━━━ DATASET ROWS ━━━

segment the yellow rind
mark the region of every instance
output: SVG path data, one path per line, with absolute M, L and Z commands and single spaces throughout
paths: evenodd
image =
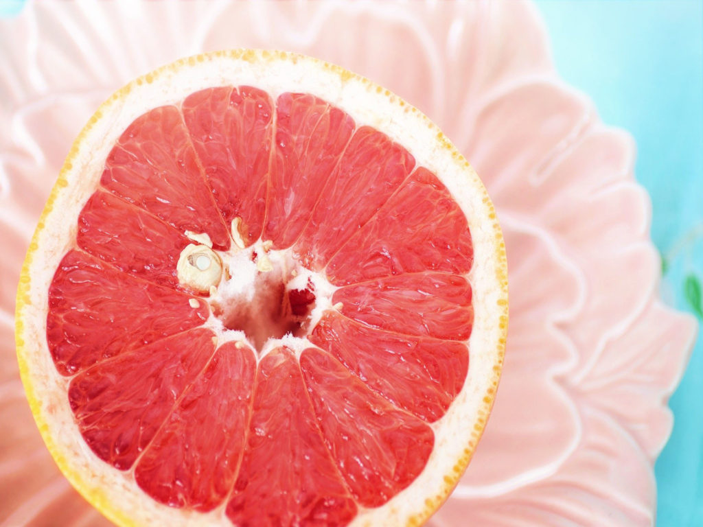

━━━

> _WRITTEN INSTRUCTION_: Turn the entries above into a Markdown table with a column named "No." for the row number and a column named "Text" for each line, omitting any blank lines. Leave the pictures out of the table.

> _FINISHED ANSWER_:
| No. | Text |
|---|---|
| 1 | segment the yellow rind |
| 2 | mark the region of every instance |
| 3 | output: SVG path data, one path per line, with absolute M, L and Z commands and single spaces throughout |
| 4 | paths: evenodd |
| 5 | image = |